WHAT YOU WILL DO: Reproduce word for word the stretch of the records below from the line containing "Expected: one point per instance of the pagoda roof" through the line containing "Target: pagoda roof eave", including both of those lines.

======== LISTED RECORDS

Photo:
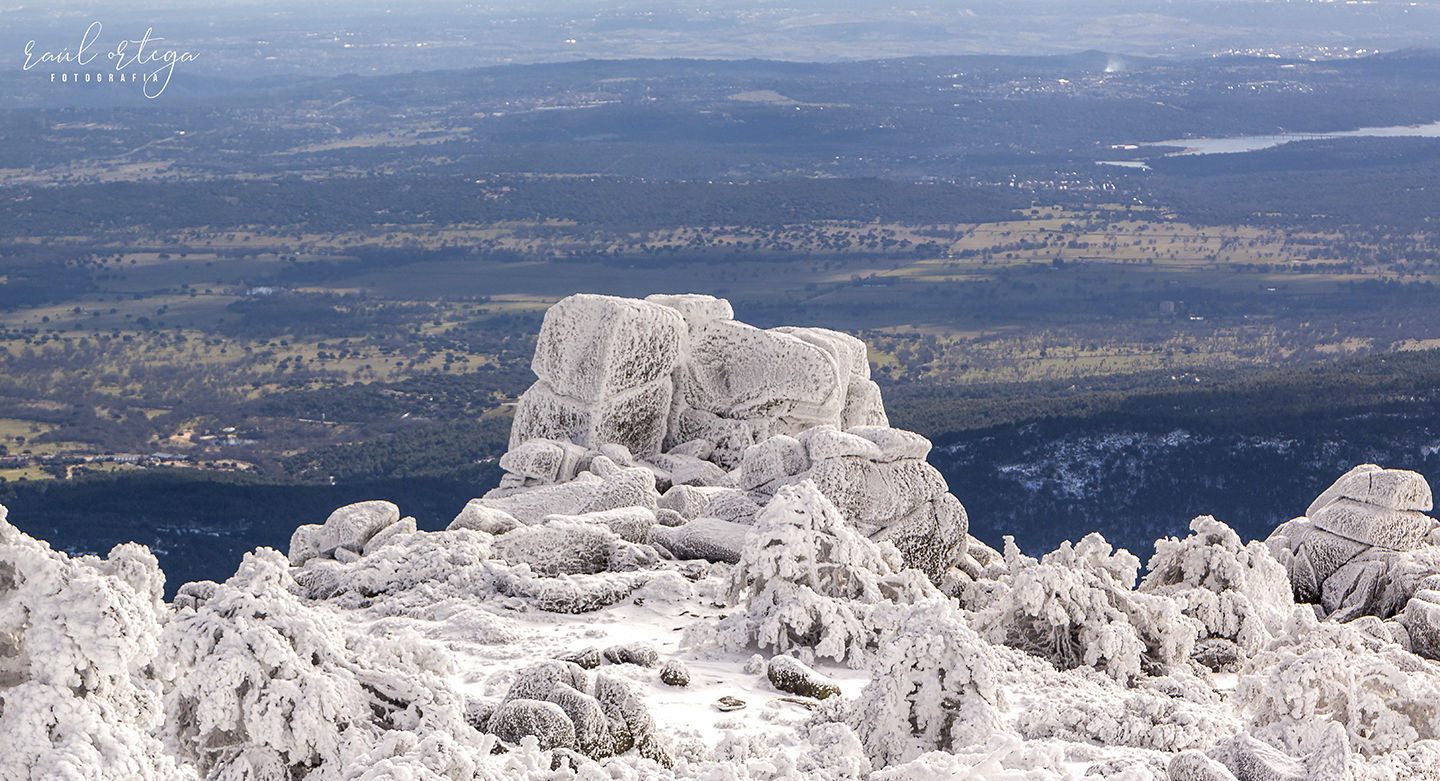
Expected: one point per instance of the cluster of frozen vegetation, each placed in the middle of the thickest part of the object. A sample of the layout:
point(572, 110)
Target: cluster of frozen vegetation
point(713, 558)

================
======== LISTED RECORDS

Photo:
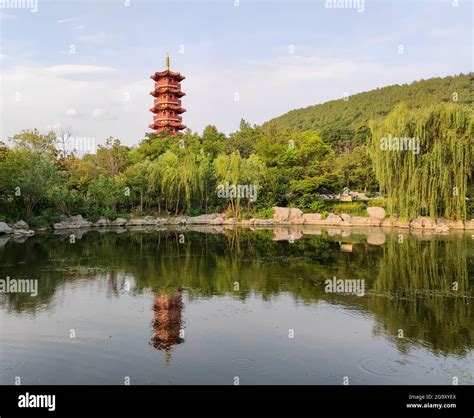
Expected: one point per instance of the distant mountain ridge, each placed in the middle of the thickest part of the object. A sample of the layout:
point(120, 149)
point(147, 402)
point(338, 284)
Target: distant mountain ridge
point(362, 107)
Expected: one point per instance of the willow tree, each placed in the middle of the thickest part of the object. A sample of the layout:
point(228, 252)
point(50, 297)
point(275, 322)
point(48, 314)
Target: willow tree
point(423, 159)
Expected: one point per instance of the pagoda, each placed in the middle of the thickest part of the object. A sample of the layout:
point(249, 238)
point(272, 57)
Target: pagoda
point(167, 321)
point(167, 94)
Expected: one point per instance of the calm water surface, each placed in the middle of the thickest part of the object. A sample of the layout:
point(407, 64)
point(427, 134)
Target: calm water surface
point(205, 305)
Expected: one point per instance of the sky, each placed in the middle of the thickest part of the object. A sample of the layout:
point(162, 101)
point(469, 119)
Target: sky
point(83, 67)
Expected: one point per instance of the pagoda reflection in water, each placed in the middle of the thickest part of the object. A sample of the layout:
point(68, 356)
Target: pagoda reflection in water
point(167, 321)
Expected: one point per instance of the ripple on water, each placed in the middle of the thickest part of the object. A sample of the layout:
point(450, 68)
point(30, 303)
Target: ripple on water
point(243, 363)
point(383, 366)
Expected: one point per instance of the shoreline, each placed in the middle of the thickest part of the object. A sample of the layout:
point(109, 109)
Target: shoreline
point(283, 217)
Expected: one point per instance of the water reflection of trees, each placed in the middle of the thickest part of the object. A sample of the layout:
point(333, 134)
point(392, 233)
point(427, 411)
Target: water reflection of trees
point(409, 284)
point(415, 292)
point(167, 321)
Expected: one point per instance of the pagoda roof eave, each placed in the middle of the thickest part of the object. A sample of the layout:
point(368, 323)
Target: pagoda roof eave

================

THE REPLY:
Expected: one point per instance of the pagoda roof eave, each placed in the middle of the thickest part of the object. A sample of the layout:
point(368, 323)
Target: pagoda roof eave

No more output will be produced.